» SELECTION:
The Scholarship Girl at Cambridge (1926) is, according to the Girls Gone By website, considered the third book of a trilogy, after Erica Wins Through (1924) and The Scholarship Girl (1925), though as far as I can tell the first of these titles has an entirely different heroine from the other two. I would usually start reading a trilogy at the beginning, but in this case, as I think I mentioned before, I was just too seduced by the thought of reading of a young woman's experiences at Cambridge in the 1920s to resist making a bee-line for volume three.
The novel, of course, focuses on Monica's time at Cambridge, where she is fortunately joined by her school-friend Francesca. The story proceeds from Monica's initial ambivalence and then relief at finding herself accepted and excelling, to a bumpy patch when she determines to transform a rather self-absorbed and lazy fellow student into something more palatable to her and her friends, and on to her eventual triumph as a serious but well-liked, scholarly young woman.

» PROVIDED DATA:

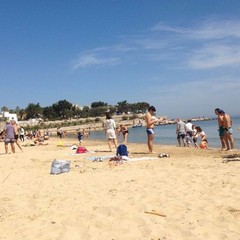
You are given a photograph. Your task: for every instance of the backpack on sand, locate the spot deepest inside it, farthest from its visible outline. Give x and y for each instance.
(122, 150)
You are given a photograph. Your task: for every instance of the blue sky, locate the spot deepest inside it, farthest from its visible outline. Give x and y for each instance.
(182, 56)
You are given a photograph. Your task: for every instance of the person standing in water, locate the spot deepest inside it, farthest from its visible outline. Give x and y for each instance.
(151, 120)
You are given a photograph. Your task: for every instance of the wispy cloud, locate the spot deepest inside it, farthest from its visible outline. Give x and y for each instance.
(208, 44)
(215, 56)
(93, 60)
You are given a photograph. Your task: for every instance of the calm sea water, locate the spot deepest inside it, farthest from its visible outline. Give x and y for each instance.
(166, 134)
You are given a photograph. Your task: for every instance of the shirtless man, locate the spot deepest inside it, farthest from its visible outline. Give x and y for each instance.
(227, 125)
(150, 122)
(221, 128)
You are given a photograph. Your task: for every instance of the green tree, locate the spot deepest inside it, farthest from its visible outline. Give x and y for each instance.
(123, 107)
(33, 110)
(49, 113)
(63, 109)
(98, 104)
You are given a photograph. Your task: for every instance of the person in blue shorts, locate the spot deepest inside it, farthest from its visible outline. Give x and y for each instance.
(151, 120)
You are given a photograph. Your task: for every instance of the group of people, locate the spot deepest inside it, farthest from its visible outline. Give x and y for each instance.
(188, 133)
(225, 130)
(11, 134)
(111, 131)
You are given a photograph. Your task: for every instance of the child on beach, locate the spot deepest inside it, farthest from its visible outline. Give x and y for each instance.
(202, 134)
(124, 130)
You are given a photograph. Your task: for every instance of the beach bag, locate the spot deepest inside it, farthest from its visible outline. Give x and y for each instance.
(81, 150)
(122, 150)
(60, 166)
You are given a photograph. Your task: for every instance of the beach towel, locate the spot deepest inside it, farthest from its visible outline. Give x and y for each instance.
(122, 150)
(60, 166)
(81, 150)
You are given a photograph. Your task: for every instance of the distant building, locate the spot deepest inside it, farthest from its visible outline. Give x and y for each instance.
(9, 116)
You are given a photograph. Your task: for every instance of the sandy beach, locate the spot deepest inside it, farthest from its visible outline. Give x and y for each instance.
(191, 195)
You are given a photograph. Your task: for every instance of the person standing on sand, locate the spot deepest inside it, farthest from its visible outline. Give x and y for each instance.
(9, 137)
(227, 125)
(110, 131)
(16, 130)
(220, 128)
(151, 120)
(181, 132)
(124, 130)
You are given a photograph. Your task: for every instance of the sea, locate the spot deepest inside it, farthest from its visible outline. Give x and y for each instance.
(166, 134)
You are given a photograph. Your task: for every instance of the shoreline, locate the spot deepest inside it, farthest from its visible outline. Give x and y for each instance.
(192, 194)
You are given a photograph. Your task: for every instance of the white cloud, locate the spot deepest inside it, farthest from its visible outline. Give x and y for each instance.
(92, 60)
(215, 56)
(208, 44)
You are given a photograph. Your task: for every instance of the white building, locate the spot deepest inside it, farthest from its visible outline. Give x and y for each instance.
(10, 116)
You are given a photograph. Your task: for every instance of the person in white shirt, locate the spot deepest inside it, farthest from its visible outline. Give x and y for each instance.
(110, 131)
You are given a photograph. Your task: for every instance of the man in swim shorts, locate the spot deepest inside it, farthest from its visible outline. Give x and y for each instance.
(221, 128)
(150, 122)
(9, 137)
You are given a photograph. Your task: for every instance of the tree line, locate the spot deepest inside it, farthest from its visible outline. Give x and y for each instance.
(63, 109)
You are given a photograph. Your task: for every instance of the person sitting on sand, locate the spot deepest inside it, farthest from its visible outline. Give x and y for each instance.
(181, 132)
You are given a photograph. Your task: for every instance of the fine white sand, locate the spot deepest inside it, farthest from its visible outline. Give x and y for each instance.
(191, 195)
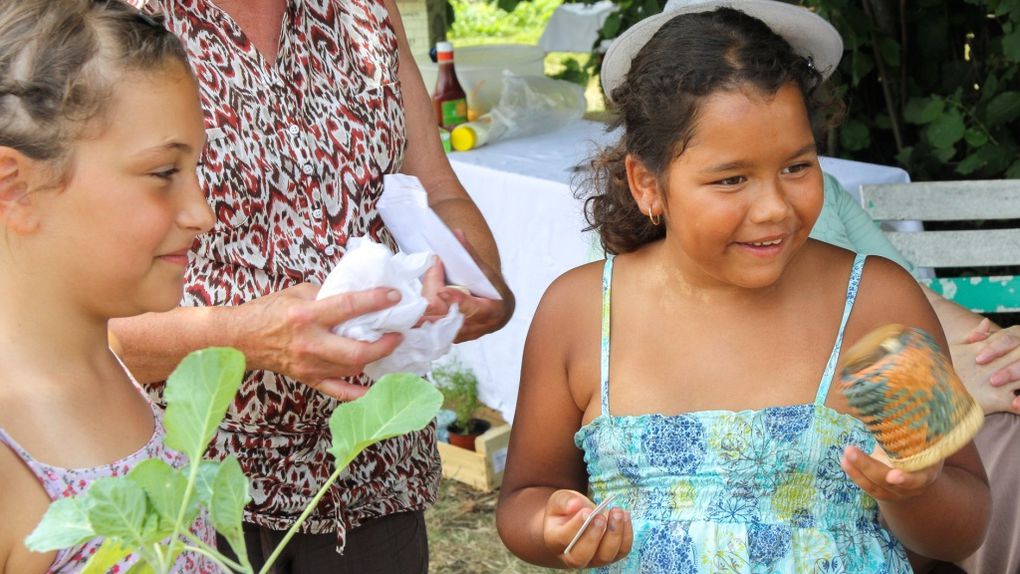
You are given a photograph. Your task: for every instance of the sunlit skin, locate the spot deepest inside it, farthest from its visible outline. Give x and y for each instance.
(734, 309)
(109, 240)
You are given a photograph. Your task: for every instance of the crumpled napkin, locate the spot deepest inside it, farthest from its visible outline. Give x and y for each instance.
(368, 264)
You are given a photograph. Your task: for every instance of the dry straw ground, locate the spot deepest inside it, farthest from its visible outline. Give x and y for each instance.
(462, 536)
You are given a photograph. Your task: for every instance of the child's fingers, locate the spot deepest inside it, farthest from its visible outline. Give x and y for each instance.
(866, 472)
(628, 536)
(582, 552)
(609, 548)
(567, 504)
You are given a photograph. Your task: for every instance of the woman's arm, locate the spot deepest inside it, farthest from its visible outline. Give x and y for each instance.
(542, 501)
(288, 332)
(424, 158)
(985, 357)
(942, 511)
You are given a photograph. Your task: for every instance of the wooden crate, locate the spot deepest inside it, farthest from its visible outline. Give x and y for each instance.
(481, 469)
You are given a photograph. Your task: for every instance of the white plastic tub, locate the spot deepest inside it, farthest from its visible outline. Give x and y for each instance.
(479, 69)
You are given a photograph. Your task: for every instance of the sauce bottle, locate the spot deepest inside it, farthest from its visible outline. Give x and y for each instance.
(449, 98)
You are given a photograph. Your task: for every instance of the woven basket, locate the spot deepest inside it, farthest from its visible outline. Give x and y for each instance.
(906, 392)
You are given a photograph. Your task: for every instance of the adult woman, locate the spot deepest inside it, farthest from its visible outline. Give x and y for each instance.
(986, 359)
(306, 108)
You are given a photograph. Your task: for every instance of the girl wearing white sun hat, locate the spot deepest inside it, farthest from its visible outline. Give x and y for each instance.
(684, 384)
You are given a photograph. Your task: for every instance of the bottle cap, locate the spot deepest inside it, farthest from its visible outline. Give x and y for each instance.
(463, 138)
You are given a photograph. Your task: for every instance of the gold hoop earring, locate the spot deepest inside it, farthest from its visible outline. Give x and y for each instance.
(655, 219)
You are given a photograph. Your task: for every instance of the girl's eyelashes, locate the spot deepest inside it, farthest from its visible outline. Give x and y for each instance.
(798, 167)
(165, 173)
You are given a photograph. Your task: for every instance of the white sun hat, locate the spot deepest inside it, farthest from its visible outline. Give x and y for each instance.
(810, 35)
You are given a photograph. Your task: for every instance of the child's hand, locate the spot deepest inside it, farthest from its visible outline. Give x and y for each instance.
(607, 538)
(874, 475)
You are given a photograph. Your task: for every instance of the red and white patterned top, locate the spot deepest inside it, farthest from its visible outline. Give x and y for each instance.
(293, 168)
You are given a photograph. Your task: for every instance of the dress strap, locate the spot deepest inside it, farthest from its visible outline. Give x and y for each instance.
(607, 283)
(855, 281)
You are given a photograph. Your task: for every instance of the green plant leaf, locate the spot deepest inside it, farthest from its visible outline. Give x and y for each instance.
(397, 404)
(946, 131)
(612, 25)
(109, 553)
(855, 136)
(64, 524)
(1014, 171)
(932, 110)
(117, 508)
(164, 486)
(1003, 108)
(975, 138)
(889, 50)
(230, 494)
(970, 164)
(141, 567)
(944, 155)
(1011, 46)
(207, 471)
(198, 394)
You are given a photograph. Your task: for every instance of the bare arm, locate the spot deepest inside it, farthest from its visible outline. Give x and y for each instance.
(941, 511)
(288, 332)
(424, 158)
(985, 356)
(542, 502)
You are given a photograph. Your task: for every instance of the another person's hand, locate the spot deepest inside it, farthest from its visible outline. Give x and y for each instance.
(876, 477)
(290, 332)
(481, 316)
(988, 364)
(608, 537)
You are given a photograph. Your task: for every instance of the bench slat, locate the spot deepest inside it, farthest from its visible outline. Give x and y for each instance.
(944, 201)
(983, 295)
(981, 248)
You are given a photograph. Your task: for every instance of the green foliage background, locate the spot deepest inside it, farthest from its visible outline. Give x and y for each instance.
(931, 85)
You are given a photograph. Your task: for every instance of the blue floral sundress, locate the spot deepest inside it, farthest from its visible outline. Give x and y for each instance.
(747, 491)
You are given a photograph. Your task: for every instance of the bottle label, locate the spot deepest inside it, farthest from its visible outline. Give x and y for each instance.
(454, 112)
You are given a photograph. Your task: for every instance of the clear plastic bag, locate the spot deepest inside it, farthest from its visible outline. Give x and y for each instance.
(528, 105)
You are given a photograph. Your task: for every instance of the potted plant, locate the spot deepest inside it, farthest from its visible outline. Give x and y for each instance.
(460, 393)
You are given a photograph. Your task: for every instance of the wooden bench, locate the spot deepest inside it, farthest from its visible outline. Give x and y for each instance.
(957, 201)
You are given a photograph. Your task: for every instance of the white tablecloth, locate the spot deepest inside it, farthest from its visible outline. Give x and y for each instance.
(574, 28)
(522, 187)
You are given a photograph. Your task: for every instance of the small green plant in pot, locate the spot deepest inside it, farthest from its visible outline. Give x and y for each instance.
(460, 394)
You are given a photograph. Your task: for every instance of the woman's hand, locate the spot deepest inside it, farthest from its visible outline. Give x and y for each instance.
(988, 364)
(290, 332)
(875, 476)
(607, 538)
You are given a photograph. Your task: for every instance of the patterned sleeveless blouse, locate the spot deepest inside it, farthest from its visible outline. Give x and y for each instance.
(293, 168)
(745, 491)
(65, 482)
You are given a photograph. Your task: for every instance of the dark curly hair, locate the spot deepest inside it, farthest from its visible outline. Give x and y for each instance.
(59, 61)
(691, 57)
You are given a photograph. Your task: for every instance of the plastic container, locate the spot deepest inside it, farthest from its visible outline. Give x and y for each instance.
(529, 104)
(471, 135)
(479, 69)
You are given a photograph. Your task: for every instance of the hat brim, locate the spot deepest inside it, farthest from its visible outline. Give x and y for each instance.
(809, 35)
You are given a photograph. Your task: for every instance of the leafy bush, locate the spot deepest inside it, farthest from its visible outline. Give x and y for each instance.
(150, 510)
(460, 390)
(933, 84)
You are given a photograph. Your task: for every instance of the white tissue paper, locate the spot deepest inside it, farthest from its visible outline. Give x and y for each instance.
(404, 207)
(367, 265)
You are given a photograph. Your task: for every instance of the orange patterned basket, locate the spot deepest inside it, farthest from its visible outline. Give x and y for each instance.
(899, 382)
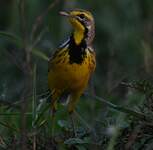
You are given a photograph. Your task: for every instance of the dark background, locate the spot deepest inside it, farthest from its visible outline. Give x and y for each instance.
(31, 30)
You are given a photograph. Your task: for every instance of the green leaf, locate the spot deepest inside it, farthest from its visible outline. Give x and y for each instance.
(40, 54)
(63, 123)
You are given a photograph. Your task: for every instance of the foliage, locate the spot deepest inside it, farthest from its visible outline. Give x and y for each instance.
(29, 33)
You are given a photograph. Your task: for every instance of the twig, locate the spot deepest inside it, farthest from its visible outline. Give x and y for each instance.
(9, 104)
(131, 112)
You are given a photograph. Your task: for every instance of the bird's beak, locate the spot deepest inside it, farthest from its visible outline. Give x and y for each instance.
(64, 13)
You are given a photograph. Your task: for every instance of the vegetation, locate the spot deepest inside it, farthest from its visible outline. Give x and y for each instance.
(116, 111)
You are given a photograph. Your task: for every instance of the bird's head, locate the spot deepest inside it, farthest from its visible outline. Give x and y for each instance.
(83, 23)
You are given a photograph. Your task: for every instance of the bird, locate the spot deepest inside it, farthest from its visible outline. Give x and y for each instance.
(73, 63)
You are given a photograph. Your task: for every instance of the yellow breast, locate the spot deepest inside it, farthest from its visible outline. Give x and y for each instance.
(66, 76)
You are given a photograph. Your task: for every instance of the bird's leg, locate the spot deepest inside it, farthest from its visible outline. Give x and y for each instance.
(73, 123)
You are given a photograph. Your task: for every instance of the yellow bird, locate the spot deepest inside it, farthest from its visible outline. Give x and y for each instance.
(73, 63)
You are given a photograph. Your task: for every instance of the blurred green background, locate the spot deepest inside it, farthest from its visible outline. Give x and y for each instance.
(123, 45)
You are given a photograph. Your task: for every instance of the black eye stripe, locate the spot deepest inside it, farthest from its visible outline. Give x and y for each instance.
(81, 16)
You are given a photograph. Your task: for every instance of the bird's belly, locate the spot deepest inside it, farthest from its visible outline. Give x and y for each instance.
(69, 77)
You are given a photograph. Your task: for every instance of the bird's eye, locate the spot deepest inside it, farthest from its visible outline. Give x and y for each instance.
(82, 16)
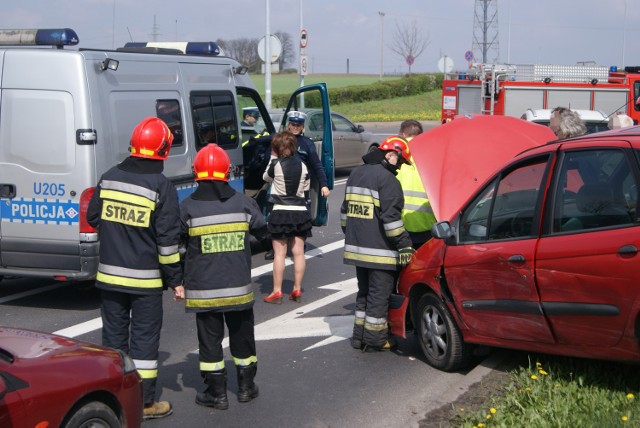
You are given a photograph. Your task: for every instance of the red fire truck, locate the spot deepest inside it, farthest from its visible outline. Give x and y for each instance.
(512, 89)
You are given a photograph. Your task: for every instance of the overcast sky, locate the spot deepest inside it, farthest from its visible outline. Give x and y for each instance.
(349, 32)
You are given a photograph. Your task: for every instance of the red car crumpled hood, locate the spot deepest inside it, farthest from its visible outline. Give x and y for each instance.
(456, 158)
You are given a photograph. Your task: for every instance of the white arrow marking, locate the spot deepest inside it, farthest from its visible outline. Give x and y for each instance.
(290, 325)
(96, 323)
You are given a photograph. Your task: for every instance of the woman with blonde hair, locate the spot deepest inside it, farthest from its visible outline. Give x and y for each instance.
(290, 220)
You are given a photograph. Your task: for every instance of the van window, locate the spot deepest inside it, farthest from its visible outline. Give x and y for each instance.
(214, 119)
(169, 112)
(37, 127)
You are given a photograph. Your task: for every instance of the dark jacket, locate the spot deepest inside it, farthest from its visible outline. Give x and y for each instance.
(215, 225)
(370, 215)
(135, 209)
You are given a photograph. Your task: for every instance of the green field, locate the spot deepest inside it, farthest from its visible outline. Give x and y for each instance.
(287, 83)
(420, 107)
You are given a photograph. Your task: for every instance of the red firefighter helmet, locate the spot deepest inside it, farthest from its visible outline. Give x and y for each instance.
(212, 163)
(398, 145)
(151, 139)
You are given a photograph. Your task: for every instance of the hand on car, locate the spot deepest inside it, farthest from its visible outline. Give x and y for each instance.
(405, 255)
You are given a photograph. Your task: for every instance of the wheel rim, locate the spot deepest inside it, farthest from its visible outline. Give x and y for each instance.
(434, 333)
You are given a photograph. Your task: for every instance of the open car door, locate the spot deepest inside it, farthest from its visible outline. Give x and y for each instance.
(316, 96)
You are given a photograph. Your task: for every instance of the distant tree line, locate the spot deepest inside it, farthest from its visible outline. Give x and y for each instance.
(245, 51)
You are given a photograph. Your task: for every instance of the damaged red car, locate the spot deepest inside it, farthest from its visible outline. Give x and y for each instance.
(536, 247)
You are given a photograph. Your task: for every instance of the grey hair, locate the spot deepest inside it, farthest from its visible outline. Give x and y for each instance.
(570, 123)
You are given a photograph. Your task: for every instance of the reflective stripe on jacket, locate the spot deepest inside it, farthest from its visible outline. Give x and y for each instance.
(217, 274)
(417, 214)
(371, 218)
(137, 215)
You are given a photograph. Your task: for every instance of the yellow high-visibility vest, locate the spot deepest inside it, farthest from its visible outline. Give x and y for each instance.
(417, 214)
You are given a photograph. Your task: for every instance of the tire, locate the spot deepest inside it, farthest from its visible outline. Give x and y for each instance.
(91, 415)
(439, 336)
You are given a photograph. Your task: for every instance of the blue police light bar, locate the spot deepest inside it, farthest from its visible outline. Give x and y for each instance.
(188, 48)
(40, 37)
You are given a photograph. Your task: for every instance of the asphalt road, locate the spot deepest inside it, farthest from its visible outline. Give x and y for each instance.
(308, 374)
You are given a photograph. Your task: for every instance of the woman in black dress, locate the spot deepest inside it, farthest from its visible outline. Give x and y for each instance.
(290, 220)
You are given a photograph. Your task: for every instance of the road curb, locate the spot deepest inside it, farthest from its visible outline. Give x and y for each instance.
(485, 368)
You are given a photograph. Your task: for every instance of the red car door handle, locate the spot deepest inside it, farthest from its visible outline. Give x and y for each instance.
(628, 250)
(516, 258)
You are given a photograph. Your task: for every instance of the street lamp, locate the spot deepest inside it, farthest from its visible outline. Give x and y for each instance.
(381, 42)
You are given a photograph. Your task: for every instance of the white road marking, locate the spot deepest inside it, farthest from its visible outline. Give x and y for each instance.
(32, 292)
(96, 323)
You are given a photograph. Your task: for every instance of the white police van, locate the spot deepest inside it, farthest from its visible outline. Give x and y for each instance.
(66, 116)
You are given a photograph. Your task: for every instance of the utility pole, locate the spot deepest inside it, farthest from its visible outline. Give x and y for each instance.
(485, 31)
(267, 62)
(381, 43)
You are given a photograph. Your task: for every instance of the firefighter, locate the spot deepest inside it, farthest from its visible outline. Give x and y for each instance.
(135, 209)
(375, 239)
(216, 223)
(417, 215)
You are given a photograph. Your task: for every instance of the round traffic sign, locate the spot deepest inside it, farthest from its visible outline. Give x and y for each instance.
(275, 46)
(468, 55)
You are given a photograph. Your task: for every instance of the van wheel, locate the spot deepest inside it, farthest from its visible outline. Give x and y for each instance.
(93, 414)
(440, 339)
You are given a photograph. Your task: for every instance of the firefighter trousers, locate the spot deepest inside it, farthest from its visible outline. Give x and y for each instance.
(372, 304)
(242, 343)
(140, 314)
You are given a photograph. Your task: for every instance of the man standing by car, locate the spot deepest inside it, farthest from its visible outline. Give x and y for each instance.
(417, 215)
(375, 239)
(135, 209)
(308, 154)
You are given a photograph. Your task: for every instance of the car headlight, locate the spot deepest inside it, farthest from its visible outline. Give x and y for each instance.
(127, 363)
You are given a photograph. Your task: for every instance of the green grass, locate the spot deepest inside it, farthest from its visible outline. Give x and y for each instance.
(418, 107)
(287, 83)
(562, 392)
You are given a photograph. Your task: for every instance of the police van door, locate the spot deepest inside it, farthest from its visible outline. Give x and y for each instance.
(316, 97)
(46, 163)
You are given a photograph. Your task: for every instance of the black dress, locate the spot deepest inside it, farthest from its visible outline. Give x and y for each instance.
(290, 182)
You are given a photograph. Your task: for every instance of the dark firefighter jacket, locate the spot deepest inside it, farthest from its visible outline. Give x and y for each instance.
(135, 209)
(371, 216)
(216, 223)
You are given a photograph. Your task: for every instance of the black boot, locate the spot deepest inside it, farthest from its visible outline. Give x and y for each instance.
(247, 390)
(216, 393)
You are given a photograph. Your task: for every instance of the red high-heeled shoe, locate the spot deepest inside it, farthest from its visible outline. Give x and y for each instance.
(296, 296)
(274, 298)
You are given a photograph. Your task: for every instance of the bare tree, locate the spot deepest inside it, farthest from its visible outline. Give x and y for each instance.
(288, 55)
(244, 50)
(409, 41)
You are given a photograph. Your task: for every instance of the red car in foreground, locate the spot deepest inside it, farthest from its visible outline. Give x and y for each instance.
(537, 252)
(53, 381)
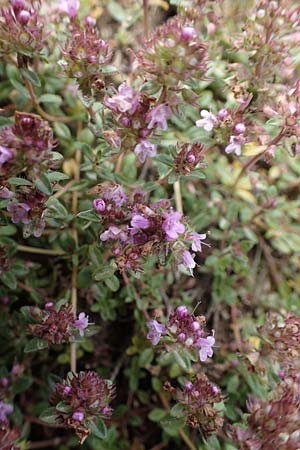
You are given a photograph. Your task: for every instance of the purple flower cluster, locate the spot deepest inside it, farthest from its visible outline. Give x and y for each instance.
(86, 397)
(85, 53)
(137, 117)
(57, 326)
(188, 158)
(186, 330)
(25, 148)
(228, 126)
(273, 423)
(198, 399)
(21, 28)
(135, 228)
(172, 54)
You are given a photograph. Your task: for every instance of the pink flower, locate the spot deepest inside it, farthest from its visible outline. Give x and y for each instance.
(239, 128)
(158, 116)
(188, 261)
(4, 410)
(82, 323)
(156, 329)
(235, 144)
(188, 33)
(5, 193)
(70, 7)
(206, 345)
(172, 226)
(113, 233)
(99, 205)
(140, 222)
(196, 239)
(125, 101)
(20, 212)
(5, 154)
(78, 416)
(208, 122)
(144, 149)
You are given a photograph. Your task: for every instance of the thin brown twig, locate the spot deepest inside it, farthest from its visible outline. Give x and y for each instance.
(40, 251)
(146, 18)
(73, 361)
(49, 443)
(178, 198)
(181, 432)
(40, 110)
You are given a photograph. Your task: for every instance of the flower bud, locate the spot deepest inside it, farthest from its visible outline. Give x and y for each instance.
(17, 5)
(78, 416)
(99, 205)
(23, 17)
(190, 157)
(188, 33)
(90, 21)
(223, 113)
(239, 128)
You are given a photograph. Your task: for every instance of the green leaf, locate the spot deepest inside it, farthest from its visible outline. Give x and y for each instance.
(183, 361)
(98, 428)
(19, 181)
(57, 176)
(49, 415)
(7, 230)
(178, 411)
(104, 273)
(89, 215)
(112, 283)
(62, 407)
(22, 384)
(9, 279)
(109, 69)
(35, 344)
(62, 131)
(157, 414)
(43, 184)
(56, 156)
(146, 357)
(31, 76)
(164, 159)
(116, 11)
(85, 279)
(50, 98)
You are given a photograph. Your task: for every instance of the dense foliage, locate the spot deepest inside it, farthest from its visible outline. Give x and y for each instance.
(149, 236)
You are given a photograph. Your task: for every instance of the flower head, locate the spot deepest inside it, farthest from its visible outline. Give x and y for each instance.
(82, 323)
(208, 122)
(5, 154)
(197, 239)
(158, 116)
(140, 222)
(99, 205)
(5, 409)
(19, 212)
(144, 149)
(172, 226)
(205, 345)
(235, 144)
(125, 101)
(188, 260)
(70, 7)
(155, 331)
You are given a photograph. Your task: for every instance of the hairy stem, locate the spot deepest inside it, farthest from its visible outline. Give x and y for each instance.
(40, 251)
(146, 18)
(40, 110)
(181, 432)
(178, 198)
(73, 362)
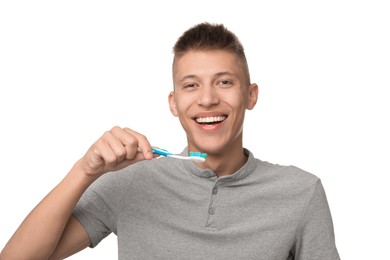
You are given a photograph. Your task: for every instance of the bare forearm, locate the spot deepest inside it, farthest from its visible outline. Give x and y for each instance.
(38, 235)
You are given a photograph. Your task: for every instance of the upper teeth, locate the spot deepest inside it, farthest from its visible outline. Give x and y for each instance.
(210, 119)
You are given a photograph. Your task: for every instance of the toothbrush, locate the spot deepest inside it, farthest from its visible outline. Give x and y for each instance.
(194, 156)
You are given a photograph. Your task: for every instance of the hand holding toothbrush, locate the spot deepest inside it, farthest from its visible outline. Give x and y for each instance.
(115, 150)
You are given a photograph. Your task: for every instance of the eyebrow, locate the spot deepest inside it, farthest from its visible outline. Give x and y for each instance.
(216, 75)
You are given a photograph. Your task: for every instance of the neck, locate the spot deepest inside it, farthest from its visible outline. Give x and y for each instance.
(226, 163)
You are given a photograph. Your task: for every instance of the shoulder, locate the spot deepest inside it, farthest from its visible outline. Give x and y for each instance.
(287, 178)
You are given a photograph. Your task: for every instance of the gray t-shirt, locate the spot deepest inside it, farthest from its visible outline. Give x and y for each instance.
(171, 209)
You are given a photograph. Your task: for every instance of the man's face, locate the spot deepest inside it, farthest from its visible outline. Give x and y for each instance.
(210, 99)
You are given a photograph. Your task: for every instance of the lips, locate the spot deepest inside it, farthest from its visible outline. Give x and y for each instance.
(210, 119)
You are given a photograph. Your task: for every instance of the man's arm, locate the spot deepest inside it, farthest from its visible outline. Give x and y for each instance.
(50, 230)
(316, 239)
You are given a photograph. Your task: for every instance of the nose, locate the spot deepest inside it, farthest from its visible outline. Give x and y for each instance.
(208, 96)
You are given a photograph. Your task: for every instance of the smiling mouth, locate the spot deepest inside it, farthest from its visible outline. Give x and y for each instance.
(210, 120)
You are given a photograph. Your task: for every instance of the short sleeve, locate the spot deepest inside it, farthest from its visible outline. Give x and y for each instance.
(97, 210)
(315, 237)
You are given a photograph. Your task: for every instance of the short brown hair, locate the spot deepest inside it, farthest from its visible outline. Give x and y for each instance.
(206, 36)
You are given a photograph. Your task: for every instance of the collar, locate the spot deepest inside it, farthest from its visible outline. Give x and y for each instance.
(245, 170)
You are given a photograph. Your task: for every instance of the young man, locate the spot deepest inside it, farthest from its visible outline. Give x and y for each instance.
(233, 206)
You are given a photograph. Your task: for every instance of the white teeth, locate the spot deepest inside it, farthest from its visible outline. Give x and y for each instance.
(211, 119)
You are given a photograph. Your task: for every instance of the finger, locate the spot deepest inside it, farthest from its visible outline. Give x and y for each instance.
(124, 144)
(142, 142)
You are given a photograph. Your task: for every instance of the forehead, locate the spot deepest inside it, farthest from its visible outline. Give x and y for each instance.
(208, 62)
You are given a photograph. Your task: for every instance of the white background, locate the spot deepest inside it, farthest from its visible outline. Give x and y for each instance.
(70, 70)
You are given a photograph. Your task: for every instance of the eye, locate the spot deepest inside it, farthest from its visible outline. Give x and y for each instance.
(189, 85)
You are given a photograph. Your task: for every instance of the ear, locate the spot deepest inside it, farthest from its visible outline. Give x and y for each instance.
(172, 103)
(253, 95)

» STATED EXERCISE 1:
List every book title that the review names.
» STATED EXERCISE 2:
Echo the stretch of the review from "The Scholarship Girl at" through "for volume three.".

» FULL OUTPUT 1:
The Scholarship Girl at Cambridge
Erica Wins Through
The Scholarship Girl

» FULL OUTPUT 2:
The Scholarship Girl at Cambridge (1926) is, according to the Girls Gone By website, considered the third book of a trilogy, after Erica Wins Through (1924) and The Scholarship Girl (1925), though as far as I can tell the first of these titles has an entirely different heroine from the other two. I would usually start reading a trilogy at the beginning, but in this case, as I think I mentioned before, I was just too seduced by the thought of reading of a young woman's experiences at Cambridge in the 1920s to resist making a bee-line for volume three.